**Compito assegnato 1:** Secondo la recensione, a quale film è dedicato il secondo romanzo della trilogia, "Tutto quel rosso"?
**Compito assegnato 2:** Ricopia dalla recensione il passo che comincia con "- Uhm... un" e prosegue fino a "ambito letterario preferito.".

──────── Estratto fornito ────────

Tutto quel blu







LORENZO BARBERIS



Spoiler alert, as usual.






"- Una domanda. Conosci il nome della vittima, quella ammazzata durante il film?




  - Uhm... un certo Barberis."






(p. 168, "Tutto quel blu").





"Tutto quel blu" chiude, almeno per ora, la trilogia che Cristiana Astori ha voluto dedicare alla sua eroina Susanna Marino e al tema dei "film maledetti", Necronomicon visuali, pellicole perdute cui si attribuiscono leggende inquietanti e mortifere. La scrittrice fossanese, mia conterranea e coetanea - l'avevo anche conosciuta ai tempi del Liceo - conferma la sua capacità di aver creato un sottogenere convincente del "giallo ermetico", il mio ambito letterario preferito.



Il primo romanzo, nel 2012, "Tutto quel nero" (qui la mia recensione), si occupava della più celebre di tali pellicole misteriose, "Un dia en Lisboa", che venne tra l'altro ritrovata fortunosamente proprio in contemporanea con la riscoperta letteraria da parte dell'Astori.



Il secondo lavoro, "Tutto quel rosso" (2013) si dedicava a Profondo Rosso di Dario Argento e al mistero legato soprattutto ai suoi setting torinesi (mi sono purtroppo perso questo capitolo della serie, ma conto di recuperarne presto almeno la lettura).



Questa volta "Tutto quel blu" chiude questo 2014 su "L'Autuomo" (1984), pellicola mai proiettata di Marco Masi di cui la Astori immagina una sola, perduta proiezione torinese divenuta nel tempo "maledetta". Non però una pellicola, come le altre volte, ma una videocassetta perduta, realizzata in forma pirata a una singola proiezione dell'opera (in verità mai avvenuta), che campeggia anche sulla cover sobria ed essenziale. Già questo elemento mette in evidenza come l'opera sarà una riflessione sugli '80, l'età dell'oro perduta della sua (e mia) generazione.



Tutta la narrazione è intessuta di una profondissima cinefilia ed amore per il genere sci-fi e horror, e ricostruire quindi una mappatura delle citazioni, come mi piace solitamente fare su un'opera che ho apprezzato, avrebbe poco senso, diventando quasi una riscrittura integrale.






Il tema delle vessazioni scolastiche appariva
già nel Dylan dell'Astori.



Un elemento presente fin dal primo romanzo, il citazionismo, ma che qui diventa più accentuato, quasi ricordando per certi versi la scrittura dei primi Dylan Dog sclaviani, dove quasi ogni battuta diveniva un rimando a un film, a un romanzo, a un autore, in un tessuto citazionistico densissimo e quasi inestricabile (la Astori ha anche scritto un bel corto di Dylan Dog sul Color Fest 11 (2013), dove aveva già mostrato appunto la sua capacità di coniugare personalmente il gioco delle citazioni dylaniato).

──────── Dati forniti ────────

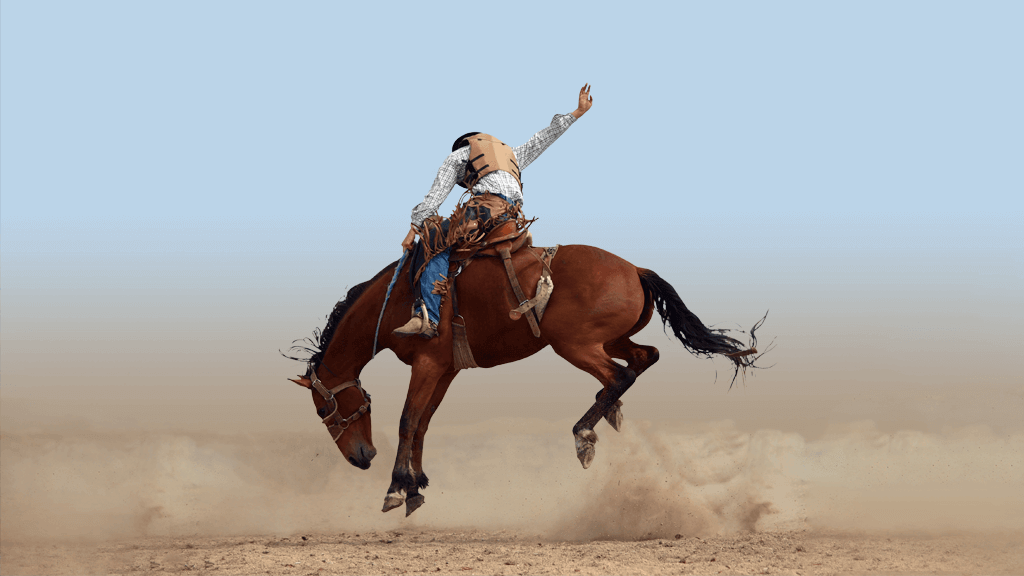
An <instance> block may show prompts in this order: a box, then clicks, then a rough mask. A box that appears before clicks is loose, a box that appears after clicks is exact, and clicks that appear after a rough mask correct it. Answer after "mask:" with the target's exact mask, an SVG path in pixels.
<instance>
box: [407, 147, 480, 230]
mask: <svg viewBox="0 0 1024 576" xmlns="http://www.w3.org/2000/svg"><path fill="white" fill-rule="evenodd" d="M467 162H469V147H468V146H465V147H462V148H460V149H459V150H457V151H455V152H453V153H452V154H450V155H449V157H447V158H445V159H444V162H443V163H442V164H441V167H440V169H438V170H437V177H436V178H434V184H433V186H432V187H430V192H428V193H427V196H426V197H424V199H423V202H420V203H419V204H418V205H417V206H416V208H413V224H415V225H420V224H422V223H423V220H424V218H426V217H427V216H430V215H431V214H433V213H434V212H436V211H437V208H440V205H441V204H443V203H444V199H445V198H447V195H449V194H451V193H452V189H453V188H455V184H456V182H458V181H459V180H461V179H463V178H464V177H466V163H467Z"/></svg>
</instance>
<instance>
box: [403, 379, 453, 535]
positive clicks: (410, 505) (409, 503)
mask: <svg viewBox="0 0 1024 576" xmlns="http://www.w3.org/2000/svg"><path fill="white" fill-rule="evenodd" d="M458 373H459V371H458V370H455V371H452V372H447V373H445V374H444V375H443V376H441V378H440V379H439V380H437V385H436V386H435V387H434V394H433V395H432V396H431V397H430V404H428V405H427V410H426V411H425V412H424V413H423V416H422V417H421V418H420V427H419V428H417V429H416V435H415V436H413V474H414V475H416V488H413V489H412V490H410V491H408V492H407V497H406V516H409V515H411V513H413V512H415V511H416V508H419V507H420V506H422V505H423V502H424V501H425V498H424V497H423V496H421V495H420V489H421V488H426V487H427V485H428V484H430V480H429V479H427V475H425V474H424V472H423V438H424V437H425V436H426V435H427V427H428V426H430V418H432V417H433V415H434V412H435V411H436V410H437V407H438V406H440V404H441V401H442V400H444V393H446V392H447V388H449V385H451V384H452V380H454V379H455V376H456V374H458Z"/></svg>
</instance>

────────

**Risposta scritta 1:** A Profondo Rosso di Dario Argento.

**Risposta scritta 2:**
- Uhm... un certo Barberis."






(p. 168, "Tutto quel blu").





"Tutto quel blu" chiude, almeno per ora, la trilogia che Cristiana Astori ha voluto dedicare alla sua eroina Susanna Marino e al tema dei "film maledetti", Necronomicon visuali, pellicole perdute cui si attribuiscono leggende inquietanti e mortifere. La scrittrice fossanese, mia conterranea e coetanea - l'avevo anche conosciuta ai tempi del Liceo - conferma la sua capacità di aver creato un sottogenere convincente del "giallo ermetico", il mio ambito letterario preferito.